Texte retenu
M. Onoda lors de sa reddition. Son air martial contraste avec celui, rigolard, de l'officier qui reçoit son sabre ! |
En 2014, à l’âge canonique de 91
ans, mourait à Tokyo M. Hiroo Onoda, sujet japonais qui avait vécu
une expérience pour le moins extraordinaire. Officier de l’armée
impériale, il fut envoyé en mission avec quelques subordonnés sur
l’île philippine de Lubang. C’était en 1944. Les ordres étaient
clairs : il lui fallait résister jusqu’à ce qu’arrivent
des renforts. Toute reddition, quoi qu’il arrive, était hors de
question. M. Onoda était un militaire discipliné et un patriote
incapable de concevoir que l’Empire du Soleil Levant pût être
vaincu. Il respecta les ordres reçus…
...jusqu’en
1974 ! Car il était de ces hommes à qui on ne la
fait pas. Trente ans durant, il continua le combat. Avec un
groupe qui se réduisit avec le temps, il continua d’affronter les
troupes philippines ennemies, leur infligeant de lourdes pertes et ce
jusqu’en 1972 où, lors d’un engagement il perdit son dernier
compagnon d’armes. Bien des efforts furent déployés pour le
traquer ou le convaincre de se rendre : rien n’y fit. Les
tracts largués, il n’y croyait pas. Les recherches engagées
furent vaines. Durant la guerre du Vietnam, la vue des bombardiers
américains survolant son île, renforça sa conviction que le
conflit faisait toujours rage. Il ne consentit à se rendre après
trente ans de résistance acharnée que lorsque son ex-commandant,
s’étant engagé dans la jungle et l’ayant retrouvé lui donnât
l’ordre de le faire. Discipliné, vous dis-je !

Consigne de l'exercice
Reproduisez à l'identique l'intégralité du texte sur Hiroo Onoda. Les entrées figurant plus loin ne sont d'aucune utilité pour ce travail.

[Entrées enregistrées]
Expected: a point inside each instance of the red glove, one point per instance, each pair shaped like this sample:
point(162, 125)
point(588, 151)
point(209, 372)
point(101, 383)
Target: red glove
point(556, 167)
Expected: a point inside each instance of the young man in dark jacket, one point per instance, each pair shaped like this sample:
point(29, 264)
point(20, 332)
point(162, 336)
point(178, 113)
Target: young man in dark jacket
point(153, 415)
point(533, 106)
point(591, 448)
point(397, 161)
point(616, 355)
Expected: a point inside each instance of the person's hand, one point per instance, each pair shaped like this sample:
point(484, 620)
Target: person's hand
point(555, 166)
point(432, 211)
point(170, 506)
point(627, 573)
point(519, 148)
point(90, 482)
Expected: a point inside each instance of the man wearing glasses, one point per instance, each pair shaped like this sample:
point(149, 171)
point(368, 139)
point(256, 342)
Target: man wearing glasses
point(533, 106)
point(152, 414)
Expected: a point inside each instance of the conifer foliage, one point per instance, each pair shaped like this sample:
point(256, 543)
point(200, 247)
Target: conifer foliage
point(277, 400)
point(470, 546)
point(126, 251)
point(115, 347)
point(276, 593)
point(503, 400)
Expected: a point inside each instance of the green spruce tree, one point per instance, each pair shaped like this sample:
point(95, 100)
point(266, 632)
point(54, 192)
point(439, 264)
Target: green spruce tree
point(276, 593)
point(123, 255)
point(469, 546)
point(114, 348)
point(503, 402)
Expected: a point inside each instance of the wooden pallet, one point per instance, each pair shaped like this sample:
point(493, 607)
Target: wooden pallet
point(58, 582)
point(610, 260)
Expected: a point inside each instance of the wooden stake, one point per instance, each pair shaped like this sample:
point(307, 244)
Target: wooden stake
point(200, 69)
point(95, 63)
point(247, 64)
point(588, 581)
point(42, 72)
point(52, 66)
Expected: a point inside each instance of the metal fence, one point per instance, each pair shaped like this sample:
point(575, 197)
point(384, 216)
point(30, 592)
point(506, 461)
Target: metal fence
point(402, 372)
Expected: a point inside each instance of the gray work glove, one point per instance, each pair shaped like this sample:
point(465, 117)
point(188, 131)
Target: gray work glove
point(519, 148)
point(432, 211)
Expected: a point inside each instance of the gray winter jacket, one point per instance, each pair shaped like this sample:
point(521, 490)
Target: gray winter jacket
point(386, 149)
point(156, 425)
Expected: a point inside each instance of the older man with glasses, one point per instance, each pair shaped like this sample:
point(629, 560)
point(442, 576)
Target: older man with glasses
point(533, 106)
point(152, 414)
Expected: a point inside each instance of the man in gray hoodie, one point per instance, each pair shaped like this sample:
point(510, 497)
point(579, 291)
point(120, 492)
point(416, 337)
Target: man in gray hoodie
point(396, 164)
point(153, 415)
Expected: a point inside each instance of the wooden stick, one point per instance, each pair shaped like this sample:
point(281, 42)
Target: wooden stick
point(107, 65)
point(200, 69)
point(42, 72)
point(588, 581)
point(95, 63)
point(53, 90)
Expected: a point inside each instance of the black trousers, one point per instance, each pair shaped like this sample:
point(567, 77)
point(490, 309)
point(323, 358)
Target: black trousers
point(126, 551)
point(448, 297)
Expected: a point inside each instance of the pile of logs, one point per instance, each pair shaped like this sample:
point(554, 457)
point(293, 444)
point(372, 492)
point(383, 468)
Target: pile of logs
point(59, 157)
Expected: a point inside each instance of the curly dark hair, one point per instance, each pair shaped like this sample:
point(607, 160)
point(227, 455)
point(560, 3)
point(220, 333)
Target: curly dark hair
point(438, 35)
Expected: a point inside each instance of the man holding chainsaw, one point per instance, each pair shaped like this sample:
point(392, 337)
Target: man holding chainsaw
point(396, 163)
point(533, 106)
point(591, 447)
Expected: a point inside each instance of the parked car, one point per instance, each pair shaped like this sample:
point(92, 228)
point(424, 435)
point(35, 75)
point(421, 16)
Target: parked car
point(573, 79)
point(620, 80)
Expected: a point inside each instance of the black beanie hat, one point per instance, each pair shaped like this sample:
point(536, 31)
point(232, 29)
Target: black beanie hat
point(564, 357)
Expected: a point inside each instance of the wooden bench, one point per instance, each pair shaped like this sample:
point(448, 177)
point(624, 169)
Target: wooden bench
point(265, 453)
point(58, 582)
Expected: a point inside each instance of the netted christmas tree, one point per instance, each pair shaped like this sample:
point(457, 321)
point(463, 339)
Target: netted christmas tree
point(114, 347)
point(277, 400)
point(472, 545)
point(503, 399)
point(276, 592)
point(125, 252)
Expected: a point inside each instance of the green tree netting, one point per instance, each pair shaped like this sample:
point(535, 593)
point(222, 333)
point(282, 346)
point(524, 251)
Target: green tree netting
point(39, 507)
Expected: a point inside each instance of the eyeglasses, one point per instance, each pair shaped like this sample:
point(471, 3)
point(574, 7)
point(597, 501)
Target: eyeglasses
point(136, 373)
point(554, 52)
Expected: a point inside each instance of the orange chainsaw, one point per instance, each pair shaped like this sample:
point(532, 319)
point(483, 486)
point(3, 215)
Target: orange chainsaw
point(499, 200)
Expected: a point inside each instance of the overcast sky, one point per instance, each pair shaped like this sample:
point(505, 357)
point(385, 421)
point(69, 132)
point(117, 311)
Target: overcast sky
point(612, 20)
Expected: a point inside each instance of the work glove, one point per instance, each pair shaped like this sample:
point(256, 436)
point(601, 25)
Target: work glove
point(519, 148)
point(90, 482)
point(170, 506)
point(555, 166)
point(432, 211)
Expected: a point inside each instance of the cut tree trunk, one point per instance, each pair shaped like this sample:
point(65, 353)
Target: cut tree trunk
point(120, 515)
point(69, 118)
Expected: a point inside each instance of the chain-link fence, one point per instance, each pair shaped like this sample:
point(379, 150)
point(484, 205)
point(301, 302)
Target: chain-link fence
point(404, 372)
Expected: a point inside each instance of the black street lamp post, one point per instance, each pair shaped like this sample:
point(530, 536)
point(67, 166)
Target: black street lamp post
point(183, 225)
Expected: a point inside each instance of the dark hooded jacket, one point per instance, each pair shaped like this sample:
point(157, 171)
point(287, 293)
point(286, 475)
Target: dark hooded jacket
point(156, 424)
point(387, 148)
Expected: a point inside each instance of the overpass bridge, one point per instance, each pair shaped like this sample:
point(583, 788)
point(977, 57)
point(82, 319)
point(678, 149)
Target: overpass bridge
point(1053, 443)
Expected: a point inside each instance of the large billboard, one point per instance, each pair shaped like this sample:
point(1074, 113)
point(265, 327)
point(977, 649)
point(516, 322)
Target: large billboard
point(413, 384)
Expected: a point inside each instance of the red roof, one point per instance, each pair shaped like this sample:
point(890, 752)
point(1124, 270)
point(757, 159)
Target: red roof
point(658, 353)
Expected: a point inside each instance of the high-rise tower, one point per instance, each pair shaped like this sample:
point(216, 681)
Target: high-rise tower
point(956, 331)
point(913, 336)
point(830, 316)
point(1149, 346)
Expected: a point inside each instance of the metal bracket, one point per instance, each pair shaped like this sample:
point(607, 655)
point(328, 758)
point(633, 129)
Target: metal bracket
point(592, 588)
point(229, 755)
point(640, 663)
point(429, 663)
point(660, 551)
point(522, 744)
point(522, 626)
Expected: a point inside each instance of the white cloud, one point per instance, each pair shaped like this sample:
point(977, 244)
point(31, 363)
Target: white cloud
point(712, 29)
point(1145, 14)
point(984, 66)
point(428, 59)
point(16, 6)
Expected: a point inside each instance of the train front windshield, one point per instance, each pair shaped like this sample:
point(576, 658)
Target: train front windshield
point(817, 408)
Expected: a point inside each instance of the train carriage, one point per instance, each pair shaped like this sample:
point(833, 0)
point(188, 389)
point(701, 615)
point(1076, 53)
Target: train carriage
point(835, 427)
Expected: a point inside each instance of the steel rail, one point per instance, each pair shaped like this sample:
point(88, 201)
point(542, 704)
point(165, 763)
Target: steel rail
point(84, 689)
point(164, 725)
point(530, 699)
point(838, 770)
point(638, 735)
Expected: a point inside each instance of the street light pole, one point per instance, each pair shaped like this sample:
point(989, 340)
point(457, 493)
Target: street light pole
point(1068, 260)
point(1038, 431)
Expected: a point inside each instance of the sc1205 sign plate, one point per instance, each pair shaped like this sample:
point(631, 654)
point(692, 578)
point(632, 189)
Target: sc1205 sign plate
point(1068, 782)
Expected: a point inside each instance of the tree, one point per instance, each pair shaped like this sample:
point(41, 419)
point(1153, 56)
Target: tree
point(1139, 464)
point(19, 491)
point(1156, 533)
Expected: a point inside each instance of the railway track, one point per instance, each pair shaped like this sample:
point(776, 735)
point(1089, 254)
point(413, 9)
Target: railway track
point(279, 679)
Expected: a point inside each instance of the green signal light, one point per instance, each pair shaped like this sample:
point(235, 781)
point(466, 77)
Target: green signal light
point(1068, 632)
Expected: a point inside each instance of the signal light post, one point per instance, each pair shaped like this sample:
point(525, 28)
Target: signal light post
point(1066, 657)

Corrigé de l'exercice
M. Onoda lors de sa reddition. Son air martial contraste avec celui, rigolard, de l'officier qui reçoit son sabre ! |
En 2014, à l’âge canonique de 91
ans, mourait à Tokyo M. Hiroo Onoda, sujet japonais qui avait vécu
une expérience pour le moins extraordinaire. Officier de l’armée
impériale, il fut envoyé en mission avec quelques subordonnés sur
l’île philippine de Lubang. C’était en 1944. Les ordres étaient
clairs : il lui fallait résister jusqu’à ce qu’arrivent
des renforts. Toute reddition, quoi qu’il arrive, était hors de
question. M. Onoda était un militaire discipliné et un patriote
incapable de concevoir que l’Empire du Soleil Levant pût être
vaincu. Il respecta les ordres reçus…
...jusqu’en
1974 ! Car il était de ces hommes à qui on ne la
fait pas. Trente ans durant, il continua le combat. Avec un
groupe qui se réduisit avec le temps, il continua d’affronter les
troupes philippines ennemies, leur infligeant de lourdes pertes et ce
jusqu’en 1972 où, lors d’un engagement il perdit son dernier
compagnon d’armes. Bien des efforts furent déployés pour le
traquer ou le convaincre de se rendre : rien n’y fit. Les
tracts largués, il n’y croyait pas. Les recherches engagées
furent vaines. Durant la guerre du Vietnam, la vue des bombardiers
américains survolant son île, renforça sa conviction que le
conflit faisait toujours rage. Il ne consentit à se rendre après
trente ans de résistance acharnée que lorsque son ex-commandant,
s’étant engagé dans la jungle et l’ayant retrouvé lui donnât
l’ordre de le faire. Discipliné, vous dis-je !